Dataset excerpts on object pointing:

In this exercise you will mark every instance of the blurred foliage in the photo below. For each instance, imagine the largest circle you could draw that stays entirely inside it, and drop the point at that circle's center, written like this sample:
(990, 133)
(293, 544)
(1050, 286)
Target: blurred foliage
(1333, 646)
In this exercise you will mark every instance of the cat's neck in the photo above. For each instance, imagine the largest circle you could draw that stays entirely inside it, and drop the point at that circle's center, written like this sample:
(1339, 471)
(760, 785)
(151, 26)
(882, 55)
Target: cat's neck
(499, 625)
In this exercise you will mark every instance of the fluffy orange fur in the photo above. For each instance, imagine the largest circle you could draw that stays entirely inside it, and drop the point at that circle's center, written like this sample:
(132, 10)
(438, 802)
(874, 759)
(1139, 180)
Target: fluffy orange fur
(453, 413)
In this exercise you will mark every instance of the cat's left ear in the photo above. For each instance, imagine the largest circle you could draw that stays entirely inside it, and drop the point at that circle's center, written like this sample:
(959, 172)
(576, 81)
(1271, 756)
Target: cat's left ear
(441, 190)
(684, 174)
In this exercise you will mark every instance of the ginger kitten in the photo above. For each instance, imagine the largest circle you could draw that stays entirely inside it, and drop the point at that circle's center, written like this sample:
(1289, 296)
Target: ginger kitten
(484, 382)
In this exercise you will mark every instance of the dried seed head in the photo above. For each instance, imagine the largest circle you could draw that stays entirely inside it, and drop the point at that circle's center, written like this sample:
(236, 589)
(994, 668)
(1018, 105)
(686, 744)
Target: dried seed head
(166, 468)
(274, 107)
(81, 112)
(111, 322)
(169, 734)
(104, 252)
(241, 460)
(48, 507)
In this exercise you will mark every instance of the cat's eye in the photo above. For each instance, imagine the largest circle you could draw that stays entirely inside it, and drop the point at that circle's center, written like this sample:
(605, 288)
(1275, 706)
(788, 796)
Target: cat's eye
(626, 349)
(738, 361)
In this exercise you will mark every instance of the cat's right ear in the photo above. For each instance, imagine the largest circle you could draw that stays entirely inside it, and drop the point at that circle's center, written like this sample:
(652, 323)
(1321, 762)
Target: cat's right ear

Aim: Using the data above, repeat every line exactly.

Solution:
In this exercise you will mark every instance of the blurred foliage in the photo below. For each instance, imagine the largest circle you could draw that stays entirely inside it, and drop the point at that circle's center, written like this sample:
(990, 133)
(293, 544)
(1050, 286)
Target: blurred foliage
(1333, 646)
In this exercise you will mark every instance of the cat's neck in the photo above. For each instance, imagine the largest circle you could draw that stays entirely inside it, and drop the point at that circle's center, written like this sample:
(1339, 471)
(760, 785)
(151, 26)
(882, 55)
Target: cat's neck
(499, 625)
In this exercise you will mark every instance of the fluffy orange fur in the photo above. For each instance, imagine the largest circle you could draw that stays entirely inside it, and drop the point at that circle's center, written like this sample:
(132, 10)
(438, 802)
(874, 759)
(1139, 180)
Target: fluffy orange fur
(453, 413)
In this exercise you will mark every instance of the cat's left ear in the photo above. For each instance, imagine the largest circle you could draw that stays entirely inside it, and drop the point at that circle's center, written like this sample:
(959, 172)
(576, 81)
(1271, 756)
Target: cat's left ear
(441, 190)
(684, 174)
In this exercise you will mark every instance of the ginger kitten in the photo above. For each instance, imagine the largest circle you could draw that stays entirely inside it, and drop the point at that circle's center, written like this sample:
(1289, 296)
Target: ginger kitten
(484, 382)
In this exercise you will mark every instance of the dried seed head in the photo above. For each instance, imagine the largest circle you could draw that stays entirely inside it, and drop the point at that circle's center, written like this sample:
(236, 589)
(994, 668)
(1018, 105)
(686, 744)
Target: dried seed head
(166, 468)
(274, 107)
(81, 112)
(111, 322)
(169, 734)
(104, 252)
(241, 460)
(48, 507)
In this exercise you will mark every instance of the cat's eye in the photo above. For each instance, imagine the largest circle you could draw that stays entirely inside it, and drop the point at that circle's center, written like this sample:
(605, 288)
(1275, 706)
(788, 796)
Target: cat's eye
(626, 349)
(738, 361)
In this exercise you will mark every instance of the cat's right ear in the photo above. For each instance, imagine the largest circle you could draw that stays entirely inside it, and drop the point at that circle's center, written like this sample:
(652, 323)
(1321, 762)
Target: cat's right ear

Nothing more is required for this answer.